--- FRAGMENTO DEL TEXTO ---

Recordemos a H.P. Blavatsky y su Doctrina Secreta, cuando nos dice que desde ellas o a través de ellas nos llega el Gran Movimiento, sin llegar a especificar a qué se refiere con este Gran Movimiento. Lo que es claro es la belleza de tales estrellas en la noche, y que todas las antiguas civilizaciones le dieron un valor religioso especial. Los mismos africanos chokwe las representan como la figura más relevante en sus tablas de Iniciación en madera.

Cuando su padre, el rey de corazón leonino le manda que conquiste Málaga, así obedece al-Mu’tamid, pero tras tomar el poblado, no lo hizo con la ciudadela, celebrando antes de tiempo la victoria. Sus enemigos consiguen hacerse con refuerzos y obligan a sus tropas a retroceder. A diferencia de su hermano, el que orgulloso ante la reprensión paterna, se alzó contra él en armas; éste pide humildemente perdón al padre y apela a la compasión de su noble carácter. Conservamos una carta poema que envió el joven al-Mu’tamid, fuerte, bello y delicado elogio a su padre y rey, y que Adalberto Alves dice que es en ella donde presenta la disculpa por el error cometido. Aunque es difícil separar cuándo se habla a sí mismo y cuando se dirige al padre y rey:

 

Sosiega tu corazón, no te entregues a tus cuitas

¿Por qué estar triste y absorto?

Controla los párpados y no cedas a las lágrimas,

¡Sé paciente como sueles ser en la adversidad!

Si el Destino lo mudó todo,

Cúmplase la Voluntad de Alá!

Si sólo hoy has conocido la derrota

¡cuántas veces has peleado con valor!

¡Si pecaste una vez en medio de la confusión

tu disculpa será como una luna

que brilla en medio de la turbación!

¡Cuántos supiros te brotarán del corazón

y cuántas lágrimas por fuerza del Destino!

Afírmate en Allâh si te apresa el temor

Y confía en tu padre, él te perdonará.

Que la mala suerte no te asuste

incluso aunque los malos tiempos se muestren:

si Allâh desampara, Sus protegidos vencerán.

Sé paciente, como es el timbre de tu gente

Cuando los fracasos la fatigan: ¡persevera!

¿Quién se asemeja a la tribu?

---

__ACCIONES A REALIZAR__:
- A) Responde a partir del fragmento sobre al-Mu'tamid:
(i) ¿Qué ciudad le manda conquistar su padre?
(ii) ¿Qué hizo su hermano ante la reprensión paterna?
(iii) En el poema, ¿a qué se compara la disculpa?
- B) Prolonga el fragmento sobre al-Mu'tamid con nuevos versos a partir del último que aparece.

--- EXTRACTO DE DATOS ---

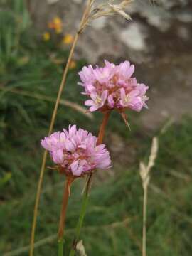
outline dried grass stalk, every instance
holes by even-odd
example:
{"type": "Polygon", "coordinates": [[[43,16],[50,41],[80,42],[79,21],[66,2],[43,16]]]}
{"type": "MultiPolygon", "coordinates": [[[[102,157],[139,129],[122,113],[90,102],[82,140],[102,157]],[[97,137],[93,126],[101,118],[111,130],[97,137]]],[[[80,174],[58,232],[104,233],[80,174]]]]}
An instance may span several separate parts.
{"type": "Polygon", "coordinates": [[[147,166],[146,166],[143,162],[140,163],[140,176],[142,180],[144,189],[142,256],[146,256],[146,210],[148,186],[150,181],[149,174],[151,168],[154,166],[157,153],[158,139],[156,137],[154,137],[147,166]]]}
{"type": "Polygon", "coordinates": [[[87,255],[85,252],[85,247],[82,243],[82,240],[80,240],[78,242],[76,249],[78,252],[79,252],[80,256],[87,256],[87,255]]]}

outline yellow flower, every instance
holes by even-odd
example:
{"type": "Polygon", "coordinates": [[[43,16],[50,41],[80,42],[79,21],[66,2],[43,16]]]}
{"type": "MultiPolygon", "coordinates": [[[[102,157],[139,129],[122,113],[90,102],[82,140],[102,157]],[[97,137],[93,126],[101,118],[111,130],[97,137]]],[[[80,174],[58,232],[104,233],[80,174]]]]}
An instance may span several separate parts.
{"type": "Polygon", "coordinates": [[[69,69],[73,69],[75,68],[77,66],[77,63],[75,60],[71,60],[69,65],[69,69]]]}
{"type": "Polygon", "coordinates": [[[50,38],[50,33],[45,32],[43,35],[44,41],[49,41],[50,38]]]}
{"type": "Polygon", "coordinates": [[[62,32],[63,23],[60,18],[55,17],[52,21],[48,23],[48,28],[54,29],[56,33],[62,32]]]}
{"type": "Polygon", "coordinates": [[[70,34],[66,34],[63,38],[63,42],[65,44],[70,44],[73,43],[73,36],[70,34]]]}

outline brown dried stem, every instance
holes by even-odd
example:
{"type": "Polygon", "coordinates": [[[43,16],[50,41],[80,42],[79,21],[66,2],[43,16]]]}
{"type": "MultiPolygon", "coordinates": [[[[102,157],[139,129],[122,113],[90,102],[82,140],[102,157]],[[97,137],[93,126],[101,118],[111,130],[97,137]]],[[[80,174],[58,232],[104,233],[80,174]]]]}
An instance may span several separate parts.
{"type": "MultiPolygon", "coordinates": [[[[50,127],[49,127],[48,135],[50,135],[52,133],[52,131],[53,131],[53,125],[54,125],[54,123],[55,123],[55,117],[56,117],[56,114],[57,114],[57,111],[58,111],[58,105],[59,105],[59,102],[60,102],[60,100],[61,94],[62,94],[62,92],[63,90],[64,86],[65,85],[67,74],[68,74],[68,69],[69,69],[69,67],[70,67],[70,63],[71,60],[72,60],[72,57],[73,55],[74,49],[75,49],[75,48],[76,46],[79,36],[80,36],[80,33],[82,31],[82,24],[85,23],[85,20],[87,18],[87,16],[89,15],[89,12],[90,12],[90,10],[92,3],[92,0],[87,0],[87,6],[86,6],[85,9],[84,11],[84,13],[82,14],[82,20],[81,20],[81,22],[80,22],[80,29],[78,30],[78,31],[77,31],[77,33],[75,34],[75,38],[74,38],[74,41],[73,42],[73,45],[71,46],[71,49],[70,49],[70,54],[69,54],[69,56],[68,56],[68,62],[67,62],[65,68],[64,70],[63,78],[62,78],[62,80],[61,80],[61,82],[60,82],[60,85],[56,102],[55,102],[54,110],[53,110],[53,114],[52,114],[50,124],[50,127]]],[[[35,203],[35,207],[34,207],[33,220],[31,235],[31,247],[30,247],[30,254],[29,254],[30,256],[33,255],[35,231],[36,231],[36,227],[38,208],[38,204],[39,204],[39,199],[40,199],[40,195],[41,195],[41,191],[42,183],[43,183],[44,172],[45,172],[47,155],[48,155],[48,152],[46,150],[44,151],[43,156],[41,168],[41,171],[40,171],[40,176],[39,176],[38,184],[38,188],[37,188],[37,194],[36,194],[36,203],[35,203]]]]}

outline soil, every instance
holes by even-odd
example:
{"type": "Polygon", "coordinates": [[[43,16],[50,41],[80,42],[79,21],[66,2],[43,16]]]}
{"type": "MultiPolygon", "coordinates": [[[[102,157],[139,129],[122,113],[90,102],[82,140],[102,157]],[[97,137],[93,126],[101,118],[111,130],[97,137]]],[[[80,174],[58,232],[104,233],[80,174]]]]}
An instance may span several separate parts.
{"type": "MultiPolygon", "coordinates": [[[[97,3],[103,1],[96,1],[97,3]]],[[[63,21],[65,33],[74,34],[85,1],[33,0],[31,11],[40,34],[54,16],[63,21]]],[[[129,60],[140,82],[150,87],[149,110],[138,122],[149,130],[169,119],[191,114],[192,2],[191,0],[135,0],[127,12],[132,21],[102,18],[92,23],[79,41],[75,58],[101,64],[129,60]]]]}

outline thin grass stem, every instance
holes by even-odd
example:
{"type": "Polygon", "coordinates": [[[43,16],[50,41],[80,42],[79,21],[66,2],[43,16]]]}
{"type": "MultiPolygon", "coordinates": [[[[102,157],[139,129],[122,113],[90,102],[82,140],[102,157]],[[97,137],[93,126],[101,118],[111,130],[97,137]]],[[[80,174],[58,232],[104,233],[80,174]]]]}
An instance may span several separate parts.
{"type": "MultiPolygon", "coordinates": [[[[105,127],[108,122],[110,114],[110,111],[107,111],[104,113],[102,122],[102,124],[100,127],[98,139],[97,141],[97,145],[100,145],[100,144],[102,143],[104,135],[105,135],[105,127]]],[[[85,188],[83,191],[83,197],[82,197],[81,210],[80,210],[80,215],[79,215],[78,225],[76,227],[75,239],[73,240],[73,245],[71,247],[70,255],[69,255],[70,256],[74,256],[75,254],[77,243],[78,242],[78,240],[79,240],[80,234],[80,231],[81,231],[81,228],[82,226],[84,218],[85,218],[86,210],[87,210],[87,206],[88,204],[89,195],[90,195],[90,187],[91,187],[92,176],[93,176],[93,174],[90,174],[88,176],[86,186],[85,186],[85,188]]]]}
{"type": "Polygon", "coordinates": [[[144,189],[142,256],[146,256],[146,214],[148,187],[144,189]]]}
{"type": "MultiPolygon", "coordinates": [[[[57,100],[56,100],[54,110],[53,110],[53,114],[52,114],[50,124],[50,127],[49,127],[48,135],[50,135],[52,133],[52,131],[53,131],[53,125],[55,124],[55,117],[56,117],[56,114],[57,114],[57,112],[58,112],[58,108],[61,94],[62,94],[62,92],[63,90],[64,86],[65,85],[65,81],[66,81],[68,71],[68,69],[69,69],[69,67],[70,67],[70,63],[71,62],[72,57],[73,55],[74,50],[75,50],[75,48],[76,46],[79,36],[80,36],[80,33],[82,31],[82,26],[84,23],[85,20],[87,19],[87,15],[89,14],[89,11],[90,11],[90,7],[91,7],[91,4],[92,4],[92,1],[91,0],[87,0],[87,6],[85,7],[85,9],[84,11],[84,13],[82,14],[82,19],[81,19],[81,22],[80,22],[80,29],[77,31],[77,33],[75,34],[75,36],[74,38],[74,41],[73,42],[73,44],[72,44],[71,48],[70,48],[70,54],[69,54],[69,56],[68,56],[68,61],[67,61],[65,68],[64,72],[63,72],[63,78],[62,78],[62,80],[61,80],[61,82],[60,82],[60,87],[59,87],[59,90],[58,90],[57,100]]],[[[32,229],[31,229],[31,247],[30,247],[30,253],[29,253],[30,256],[33,255],[35,232],[36,232],[36,222],[37,222],[38,208],[38,205],[39,205],[39,200],[40,200],[40,196],[41,196],[41,187],[42,187],[43,180],[44,172],[45,172],[47,154],[48,154],[47,151],[45,151],[44,153],[43,153],[43,156],[41,168],[40,176],[39,176],[39,179],[38,179],[37,193],[36,193],[36,203],[35,203],[35,206],[34,206],[33,219],[32,229]]]]}

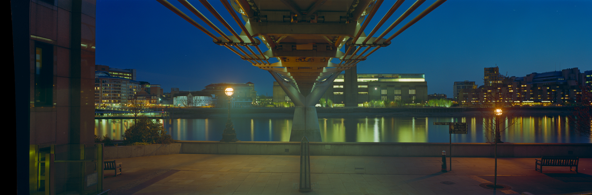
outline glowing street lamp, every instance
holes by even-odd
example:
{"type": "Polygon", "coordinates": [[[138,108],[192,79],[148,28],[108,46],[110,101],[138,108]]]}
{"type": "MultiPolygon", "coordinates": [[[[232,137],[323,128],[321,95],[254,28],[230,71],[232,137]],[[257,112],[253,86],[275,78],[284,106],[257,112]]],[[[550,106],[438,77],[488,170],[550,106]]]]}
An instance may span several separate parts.
{"type": "Polygon", "coordinates": [[[239,139],[236,139],[236,132],[234,131],[234,125],[232,124],[232,121],[230,119],[230,105],[231,105],[232,95],[234,93],[234,90],[232,88],[228,87],[224,90],[224,93],[228,96],[228,120],[226,121],[226,128],[224,129],[224,132],[222,133],[222,140],[221,142],[234,142],[238,141],[239,139]]]}
{"type": "Polygon", "coordinates": [[[494,111],[494,112],[495,112],[495,113],[496,113],[496,124],[495,124],[495,125],[496,125],[496,142],[497,142],[497,143],[503,143],[504,142],[501,141],[501,138],[500,136],[500,124],[501,124],[501,122],[500,122],[500,116],[501,115],[501,114],[503,113],[503,112],[502,112],[502,110],[501,110],[501,109],[496,109],[496,111],[494,111]]]}

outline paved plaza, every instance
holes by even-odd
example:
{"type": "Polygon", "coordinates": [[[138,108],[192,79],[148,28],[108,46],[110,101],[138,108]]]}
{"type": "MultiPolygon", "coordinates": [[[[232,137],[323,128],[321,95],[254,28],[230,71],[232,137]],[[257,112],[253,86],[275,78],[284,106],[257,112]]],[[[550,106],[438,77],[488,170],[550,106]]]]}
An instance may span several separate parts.
{"type": "Polygon", "coordinates": [[[123,172],[105,171],[111,195],[147,194],[557,194],[592,190],[592,159],[580,160],[579,174],[567,167],[535,171],[534,158],[311,156],[313,192],[298,192],[300,156],[174,154],[117,159],[123,172]],[[448,158],[447,158],[448,161],[448,158]]]}

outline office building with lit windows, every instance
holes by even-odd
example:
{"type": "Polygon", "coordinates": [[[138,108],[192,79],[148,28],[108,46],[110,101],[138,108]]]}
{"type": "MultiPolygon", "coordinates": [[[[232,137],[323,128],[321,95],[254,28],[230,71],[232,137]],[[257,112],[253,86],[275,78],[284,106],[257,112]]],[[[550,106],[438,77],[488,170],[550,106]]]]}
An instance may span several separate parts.
{"type": "MultiPolygon", "coordinates": [[[[365,106],[371,100],[401,100],[422,103],[427,99],[424,74],[340,74],[323,98],[335,106],[365,106]]],[[[277,82],[274,82],[274,102],[289,102],[277,82]]]]}
{"type": "Polygon", "coordinates": [[[127,106],[137,99],[144,101],[145,98],[134,97],[140,90],[139,82],[112,76],[105,71],[96,71],[95,73],[95,108],[127,106]]]}
{"type": "Polygon", "coordinates": [[[95,64],[95,71],[104,71],[113,76],[136,80],[136,69],[120,69],[109,67],[108,66],[95,64]]]}
{"type": "Polygon", "coordinates": [[[468,80],[454,82],[454,85],[452,86],[454,100],[458,100],[458,95],[461,93],[461,90],[463,89],[477,89],[477,85],[475,84],[475,82],[468,80]]]}
{"type": "Polygon", "coordinates": [[[573,102],[581,93],[580,86],[585,84],[585,73],[580,73],[578,68],[504,77],[500,83],[462,89],[458,100],[465,106],[488,105],[496,101],[507,102],[508,105],[573,102]]]}
{"type": "Polygon", "coordinates": [[[483,80],[485,86],[491,86],[495,83],[501,83],[504,76],[500,74],[500,68],[492,67],[483,69],[483,80]]]}

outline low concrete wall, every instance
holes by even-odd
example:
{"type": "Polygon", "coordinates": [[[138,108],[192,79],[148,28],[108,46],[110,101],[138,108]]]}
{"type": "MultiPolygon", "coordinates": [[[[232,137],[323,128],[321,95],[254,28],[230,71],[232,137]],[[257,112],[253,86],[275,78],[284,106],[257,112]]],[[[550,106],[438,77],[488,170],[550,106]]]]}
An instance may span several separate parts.
{"type": "Polygon", "coordinates": [[[105,160],[180,154],[181,144],[105,147],[105,160]]]}
{"type": "MultiPolygon", "coordinates": [[[[300,154],[300,142],[184,141],[182,154],[287,155],[300,154]],[[288,151],[286,151],[287,150],[288,151]]],[[[333,156],[440,157],[449,154],[448,143],[310,142],[310,155],[333,156]]],[[[544,157],[592,158],[592,144],[498,144],[498,157],[544,157]]],[[[494,145],[487,143],[453,143],[456,157],[493,157],[494,145]]]]}

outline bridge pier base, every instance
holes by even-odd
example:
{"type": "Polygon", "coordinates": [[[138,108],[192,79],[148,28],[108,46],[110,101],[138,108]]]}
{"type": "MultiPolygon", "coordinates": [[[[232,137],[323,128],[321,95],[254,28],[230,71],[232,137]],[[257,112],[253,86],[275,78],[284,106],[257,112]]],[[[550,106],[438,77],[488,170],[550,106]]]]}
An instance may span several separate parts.
{"type": "Polygon", "coordinates": [[[290,141],[300,141],[304,136],[308,139],[308,141],[323,141],[318,126],[317,108],[314,106],[296,106],[294,109],[290,141]]]}

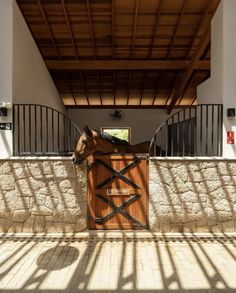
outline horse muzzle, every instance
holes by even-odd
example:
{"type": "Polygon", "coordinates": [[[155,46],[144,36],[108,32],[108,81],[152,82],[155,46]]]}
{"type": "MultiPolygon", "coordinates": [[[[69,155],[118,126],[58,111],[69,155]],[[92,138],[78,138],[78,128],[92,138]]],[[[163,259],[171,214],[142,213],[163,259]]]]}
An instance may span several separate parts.
{"type": "Polygon", "coordinates": [[[72,155],[72,162],[74,164],[80,165],[82,162],[84,161],[84,158],[82,158],[81,156],[76,156],[76,155],[72,155]]]}

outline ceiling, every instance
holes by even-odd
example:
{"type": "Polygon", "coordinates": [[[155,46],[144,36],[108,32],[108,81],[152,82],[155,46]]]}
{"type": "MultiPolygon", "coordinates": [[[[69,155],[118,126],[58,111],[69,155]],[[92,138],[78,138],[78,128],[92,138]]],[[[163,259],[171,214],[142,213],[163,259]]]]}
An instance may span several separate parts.
{"type": "Polygon", "coordinates": [[[68,107],[196,104],[220,0],[17,0],[68,107]]]}

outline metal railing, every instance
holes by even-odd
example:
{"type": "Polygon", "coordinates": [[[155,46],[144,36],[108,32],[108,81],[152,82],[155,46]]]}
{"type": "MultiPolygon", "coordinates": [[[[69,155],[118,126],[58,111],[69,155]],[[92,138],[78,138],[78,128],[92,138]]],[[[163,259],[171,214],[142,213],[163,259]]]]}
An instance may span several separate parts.
{"type": "Polygon", "coordinates": [[[79,136],[79,128],[53,108],[13,105],[14,156],[70,156],[79,136]]]}
{"type": "Polygon", "coordinates": [[[150,156],[222,156],[223,105],[203,104],[174,113],[156,130],[150,156]]]}

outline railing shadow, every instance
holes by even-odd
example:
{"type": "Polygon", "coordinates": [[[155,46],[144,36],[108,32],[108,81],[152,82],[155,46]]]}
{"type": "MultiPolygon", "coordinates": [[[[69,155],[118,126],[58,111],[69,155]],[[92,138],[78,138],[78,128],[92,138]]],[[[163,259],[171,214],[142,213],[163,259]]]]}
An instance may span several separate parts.
{"type": "Polygon", "coordinates": [[[1,265],[0,290],[236,292],[235,241],[223,234],[105,231],[81,238],[13,236],[0,246],[11,252],[1,265]]]}

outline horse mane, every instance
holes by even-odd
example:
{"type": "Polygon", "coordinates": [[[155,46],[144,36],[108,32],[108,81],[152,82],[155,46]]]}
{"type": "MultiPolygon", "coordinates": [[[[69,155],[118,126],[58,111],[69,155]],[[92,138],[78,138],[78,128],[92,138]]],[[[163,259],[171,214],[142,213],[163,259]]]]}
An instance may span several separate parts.
{"type": "Polygon", "coordinates": [[[98,130],[96,130],[96,132],[99,134],[99,136],[115,145],[129,145],[128,141],[124,140],[124,139],[120,139],[118,137],[115,137],[109,133],[106,132],[100,132],[98,130]]]}

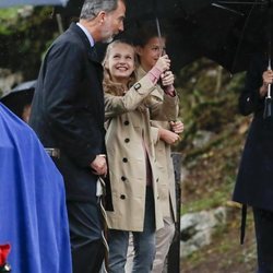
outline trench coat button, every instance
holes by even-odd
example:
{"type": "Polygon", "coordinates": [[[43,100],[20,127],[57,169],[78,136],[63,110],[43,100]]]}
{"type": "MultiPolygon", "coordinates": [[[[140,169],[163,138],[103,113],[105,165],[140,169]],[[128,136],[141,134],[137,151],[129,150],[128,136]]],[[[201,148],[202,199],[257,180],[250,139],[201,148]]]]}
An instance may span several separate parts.
{"type": "Polygon", "coordinates": [[[140,87],[141,87],[141,84],[140,84],[140,83],[135,83],[135,84],[133,85],[133,88],[134,88],[135,91],[138,91],[140,87]]]}

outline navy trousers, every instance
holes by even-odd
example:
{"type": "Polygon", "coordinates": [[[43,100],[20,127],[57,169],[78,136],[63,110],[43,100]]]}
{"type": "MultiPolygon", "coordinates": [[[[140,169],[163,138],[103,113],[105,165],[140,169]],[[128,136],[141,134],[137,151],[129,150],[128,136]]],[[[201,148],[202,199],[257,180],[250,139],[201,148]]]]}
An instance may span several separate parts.
{"type": "Polygon", "coordinates": [[[273,212],[253,207],[258,273],[273,273],[273,212]]]}

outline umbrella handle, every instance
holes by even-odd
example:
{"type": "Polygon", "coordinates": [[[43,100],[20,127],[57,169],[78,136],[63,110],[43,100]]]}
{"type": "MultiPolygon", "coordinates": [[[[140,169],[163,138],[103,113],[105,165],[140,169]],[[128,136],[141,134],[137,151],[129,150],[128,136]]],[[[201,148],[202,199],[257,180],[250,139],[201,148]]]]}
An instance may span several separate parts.
{"type": "Polygon", "coordinates": [[[268,96],[269,98],[271,98],[271,83],[269,83],[268,85],[268,96]]]}

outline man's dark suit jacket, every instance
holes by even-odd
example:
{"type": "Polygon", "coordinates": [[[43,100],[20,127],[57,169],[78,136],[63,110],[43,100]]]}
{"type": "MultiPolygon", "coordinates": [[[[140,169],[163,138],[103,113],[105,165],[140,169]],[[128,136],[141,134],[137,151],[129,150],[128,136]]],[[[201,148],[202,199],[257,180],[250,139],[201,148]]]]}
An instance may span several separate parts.
{"type": "Polygon", "coordinates": [[[103,68],[74,23],[48,49],[29,124],[45,147],[60,149],[57,167],[67,199],[94,201],[97,176],[90,164],[105,153],[103,68]]]}
{"type": "Polygon", "coordinates": [[[266,57],[257,55],[239,98],[241,114],[253,114],[253,120],[242,153],[234,200],[273,211],[273,119],[263,119],[264,98],[259,94],[262,73],[266,69],[266,57]]]}

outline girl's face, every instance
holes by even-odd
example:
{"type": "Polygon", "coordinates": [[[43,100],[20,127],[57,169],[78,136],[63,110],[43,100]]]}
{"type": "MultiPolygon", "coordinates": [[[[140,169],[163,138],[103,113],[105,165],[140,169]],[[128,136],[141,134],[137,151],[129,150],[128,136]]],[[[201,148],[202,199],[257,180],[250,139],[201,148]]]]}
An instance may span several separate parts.
{"type": "Polygon", "coordinates": [[[140,63],[145,71],[154,67],[158,58],[165,54],[165,38],[152,37],[144,47],[138,47],[140,63]]]}
{"type": "Polygon", "coordinates": [[[114,45],[109,51],[108,69],[114,82],[128,83],[134,71],[134,49],[127,44],[114,45]]]}

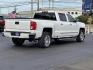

---

__RESPUESTAS__:
- A)
(i) Málaga.
(ii) Se alzó contra él en armas.
(iii) A una luna que brilla en medio de la turbación.

- B)
¿Y quién al héroe, tu padre,

Ornado de orgullo y de nobleza?

Es un guerrero generoso, excelente en las dádivas

Y además se disculpa diciendo que son escasas.

Besan sus manos todos los tiranos:

Si no distribuyera dádivas como lo hace el rocío

Se diría que era la piedra negra de la Kaaba.

¡Oh león, que matas a tus enemigos con furia terrible,

No me destroces: soy tus propios colmillos, tus garras!

¡Oh caballero, cuyo ataque temen los valientes,

Perdona a éste, tu esclavo que es tu espada cortante!

No la envaines hasta alcanzar tus fines.

Por mis flaquezas, que conoces, heme en la desgracia:

Ellas turbaran la fuente de mis ojos,

Arrebataron el sosiego a mi alma, llenaron de lágrimas mis ojos,

Velaron mi voz, y marchitaron mi mirada.

Mi rostro empalideció aunque mi cuerpo está sano,

Mis cabellos encanecieron, y aún no estoy viejo.

Siento que estoy muerto, pero guardo un resto de vida

Sólo porque sé que sabes y puedes perdonar.

Tu esclavo no hizo una falta que deba ser censurada

Y, sin embargo, te pide clemencia.

Pecado es, sí, el de algunos falsos, que se apropian de tus favores:

Su consejo es hipócrita y odio su amor.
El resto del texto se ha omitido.